→ **QUOTED TEXT**
"""

Performing Data Matching
DataFlow Matching Operators
The DataFlow operator library contains several prebuilt fuzzy matching operators. This topic covers each of those operators and provides details on how to use them.
Covered Matching Operations
Data Matching
DataFlow Matching Operators
The DataFlow matching library provides operators to discover duplicates or links between records. This topic covers each of those operators and provides details on how to use them.
Matching Operators
Using the DiscoverDuplicates Operator to Discover Duplicates
The
DiscoverDuplicates operator can be used to discover duplicate records within a single source using fuzzy matching operators.
The first step in a matching operation is to index the input data records into groups for processing by the configured phases of field comparisons, classifiers, and filter. This indexing is useful in potentially reducing the number of records that must be compared. The output of this step in the matching operation is a stream of record pairs that must be compared, classified, and filtered.

"""

[Data items]

"""

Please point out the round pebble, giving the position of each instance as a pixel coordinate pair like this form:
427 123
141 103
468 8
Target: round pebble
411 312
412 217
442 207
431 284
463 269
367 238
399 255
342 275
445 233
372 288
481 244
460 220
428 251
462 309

"""

→ **JOBS**
(a) Based on the data matching page, answer yes or no for each statement and quote the words that decide it: (i) The DiscoverDuplicates operator finds duplicate records within a single source. (ii) Indexing the input records is the last step of a matching operation. (iii) Indexing can cut down the number of records that have to be compared.
(b) Update every one of the records by changing "round pebble" to "smooth stone", and leave everything else in the records as it is.
These records are unrelated to the data matching page.

→ **SOLUTIONS**
(a)
(i) Yes: "discover duplicate records within a single source using fuzzy matching operators."
(ii) No: "The first step in a matching operation is to index the input data records into groups"
(iii) Yes: "This indexing is useful in potentially reducing the number of records that must be compared."

(b)
Please point out the smooth stone, giving the position of each instance as a pixel coordinate pair like this form:
427 123
141 103
468 8
Target: smooth stone
411 312
412 217
442 207
431 284
463 269
367 238
399 255
342 275
445 233
372 288
481 244
460 220
428 251
462 309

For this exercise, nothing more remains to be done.